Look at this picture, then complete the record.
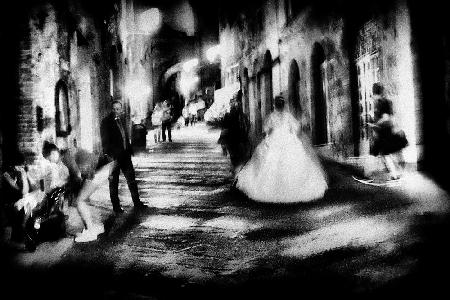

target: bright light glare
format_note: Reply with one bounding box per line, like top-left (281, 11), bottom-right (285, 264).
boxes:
top-left (124, 80), bottom-right (151, 100)
top-left (206, 45), bottom-right (220, 62)
top-left (180, 73), bottom-right (199, 95)
top-left (183, 58), bottom-right (198, 72)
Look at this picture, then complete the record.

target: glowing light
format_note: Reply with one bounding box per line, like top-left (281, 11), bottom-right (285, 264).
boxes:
top-left (137, 8), bottom-right (161, 34)
top-left (124, 79), bottom-right (151, 100)
top-left (183, 58), bottom-right (198, 72)
top-left (206, 45), bottom-right (220, 62)
top-left (179, 73), bottom-right (199, 95)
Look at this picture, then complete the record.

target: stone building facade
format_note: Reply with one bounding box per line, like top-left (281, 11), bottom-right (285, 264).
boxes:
top-left (1, 0), bottom-right (118, 171)
top-left (220, 0), bottom-right (423, 163)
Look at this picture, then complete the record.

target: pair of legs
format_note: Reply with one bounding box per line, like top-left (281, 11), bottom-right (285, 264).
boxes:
top-left (8, 207), bottom-right (35, 250)
top-left (190, 115), bottom-right (197, 126)
top-left (153, 126), bottom-right (161, 143)
top-left (162, 121), bottom-right (172, 142)
top-left (109, 156), bottom-right (142, 212)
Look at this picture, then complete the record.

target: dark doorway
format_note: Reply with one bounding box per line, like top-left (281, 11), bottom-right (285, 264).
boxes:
top-left (255, 73), bottom-right (263, 141)
top-left (242, 68), bottom-right (250, 114)
top-left (312, 43), bottom-right (328, 145)
top-left (259, 50), bottom-right (273, 118)
top-left (288, 59), bottom-right (302, 117)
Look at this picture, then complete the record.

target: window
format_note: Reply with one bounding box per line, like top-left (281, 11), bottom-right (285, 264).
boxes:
top-left (55, 80), bottom-right (71, 137)
top-left (356, 21), bottom-right (381, 154)
top-left (284, 0), bottom-right (292, 23)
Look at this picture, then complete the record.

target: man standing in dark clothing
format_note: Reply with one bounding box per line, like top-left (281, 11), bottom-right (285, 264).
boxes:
top-left (100, 101), bottom-right (144, 213)
top-left (161, 100), bottom-right (172, 142)
top-left (220, 91), bottom-right (250, 173)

☆ ☆ ☆ ☆

Reproduce the rows word for word, from their very first line through the line that contains "top-left (124, 80), bottom-right (151, 100)", including that line. Leave the picture out of your copy.

Look at this picture, then complete the record.

target: bright light glare
format_note: Reply with one bounding box per line, like top-left (281, 11), bottom-right (285, 264).
boxes:
top-left (124, 80), bottom-right (151, 100)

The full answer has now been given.